### Set exercise A
Quote from the mailing list thread the part that opens with the words containing "And whats the" and closes with "enum classes themselves).".
### Set exercise B
Answer these questions from the mailing list thread:
(i) In the opening message, what does the writer say should be returned if freqs are omitted?
(ii) In the first reply, what does the writer say you already get if you ask for positions and they are not there?
(iii) In the last message, which class is said to extend the same base class as PostingsEnum?

### Supplied text
---*---

Mailing List Archive

[DISCUSS] Merge DocsEnum and DocsAndPositionsEnum into PostingsEnum
hey folks,

I have spend a hell lot of time on the positions branch to make
positions and offsets working on all queries if needed. The one thing
that bugged me the most is the distinction between DocsEnum and
DocsAndPositionsEnum. Really when you look at it closer DocsEnum is a
DocsAndFreqsEnum and if we omit Freqs we should return a DocIdSetIter.
Same is true for
DocsAndPostionsAndPayloadsAndOffsets*YourFancyFeatureHere*Enum. I
don't really see the benefits from this. We should rather make the
interface simple and call it something like PostingsEnum where you
have to specify flags on the TermsIterator and if we can't provide the
sufficient enum we throw an exception?
I just want to bring up the idea here since it might simplify a lot
for users as well for us when improving our positions / offset etc.
support.

thoughts? Ideas?

simon

---------------------------------------------------------------------
To unsubscribe, e-mail: dev-unsubscribe@lucene.apache.org
For additional commands, e-mail: dev-help@lucene.apache.org
Re: [DISCUSS] Merge DocsEnum and DocsAndPositionsEnum into PostingsEnum [ In reply to ]
On Thu, Nov 1, 2012 at 4:26 PM, Simon Willnauer
<simon.willnauer@gmail.com> wrote:
> hey folks,
>
> I have spend a hell lot of time on the positions branch to make
> positions and offsets working on all queries if needed. The one thing
> that bugged me the most is the distinction between DocsEnum and
> DocsAndPositionsEnum. Really when you look at it closer DocsEnum is a
> DocsAndFreqsEnum and if we omit Freqs we should return a DocIdSetIter.
> Same is true for
> DocsAndPostionsAndPayloadsAndOffsets*YourFancyFeatureHere*Enum. I
> don't really see the benefits from this. We should rather make the
> interface simple and call it something like PostingsEnum where you
> have to specify flags on the TermsIterator and if we can't provide the
> sufficient enum we throw an exception?
> I just want to bring up the idea here since it might simplify a lot
> for users as well for us when improving our positions / offset etc.
> support.
>

This is an interesting idea. If we forget about TermDocs/TermPositions
and were doing it from scratch, would we have two separate classes?
And whats the advantage? (you already get null if you ask for
positions and they arent there, and queries throw exception on that,
its unrelated to the enum classes themselves).

---------------------------------------------------------------------
To unsubscribe, e-mail: dev-unsubscribe@lucene.apache.org
For additional commands, e-mail: dev-help@lucene.apache.org
RE: [DISCUSS] Merge DocsEnum and DocsAndPositionsEnum into PostingsEnum [ In reply to ]
+1, I think PostingsEnum ist he much better idea! I was thinking about that several times. In fact DocsEnum is just a specialized DocIdSetIterator, so I never understood the difference in the early Lucene 4 days. Now we have some extra methods, but most of them are optional and a PostingsEnum extends DocIdSetIterator (I would like to have *implements* more...) is perfectly fine for all those use cases. And as both Scorer and PostingsEnum extend the same base class, this makes code reuseable and looking identical in lots of cases (like simple Filters). A filter for a Term could directly return the PostingsEnum for this term in getDocIdSet()...

---*---

[Detection annotation records]
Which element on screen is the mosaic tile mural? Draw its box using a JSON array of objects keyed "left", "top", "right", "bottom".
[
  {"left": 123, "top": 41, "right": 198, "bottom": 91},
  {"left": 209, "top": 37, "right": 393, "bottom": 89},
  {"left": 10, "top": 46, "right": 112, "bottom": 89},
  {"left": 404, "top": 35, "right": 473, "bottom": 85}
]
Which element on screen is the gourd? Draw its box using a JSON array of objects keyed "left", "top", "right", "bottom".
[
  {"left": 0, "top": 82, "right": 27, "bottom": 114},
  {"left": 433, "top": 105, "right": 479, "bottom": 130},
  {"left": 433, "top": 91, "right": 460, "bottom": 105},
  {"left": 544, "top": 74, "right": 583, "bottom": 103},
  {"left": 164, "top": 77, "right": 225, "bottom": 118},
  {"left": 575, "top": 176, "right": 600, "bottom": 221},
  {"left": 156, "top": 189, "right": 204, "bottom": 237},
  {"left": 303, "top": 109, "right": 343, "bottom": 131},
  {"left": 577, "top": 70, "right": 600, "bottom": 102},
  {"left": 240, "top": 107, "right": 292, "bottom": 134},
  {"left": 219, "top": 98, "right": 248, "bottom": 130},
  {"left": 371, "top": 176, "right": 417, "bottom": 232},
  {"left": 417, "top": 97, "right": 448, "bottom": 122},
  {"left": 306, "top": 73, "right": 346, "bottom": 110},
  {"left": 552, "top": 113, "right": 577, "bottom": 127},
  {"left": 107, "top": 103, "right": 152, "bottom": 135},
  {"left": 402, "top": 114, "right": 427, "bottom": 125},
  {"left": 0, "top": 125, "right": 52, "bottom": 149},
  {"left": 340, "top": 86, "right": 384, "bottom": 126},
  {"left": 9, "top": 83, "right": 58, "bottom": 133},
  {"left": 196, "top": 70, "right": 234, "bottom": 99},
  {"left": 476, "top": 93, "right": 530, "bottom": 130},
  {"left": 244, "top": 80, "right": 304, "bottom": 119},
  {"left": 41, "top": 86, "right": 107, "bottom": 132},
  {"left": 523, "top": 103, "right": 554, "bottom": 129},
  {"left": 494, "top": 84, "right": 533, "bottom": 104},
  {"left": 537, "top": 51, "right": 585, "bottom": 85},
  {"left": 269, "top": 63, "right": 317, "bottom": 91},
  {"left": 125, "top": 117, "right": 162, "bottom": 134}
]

---*---

### Complete output A
And whats the advantage? (you already get null if you ask for
positions and they arent there, and queries throw exception on that,
its unrelated to the enum classes themselves).

### Complete output B
(i) A DocIdSetIter.
(ii) Null.
(iii) Scorer.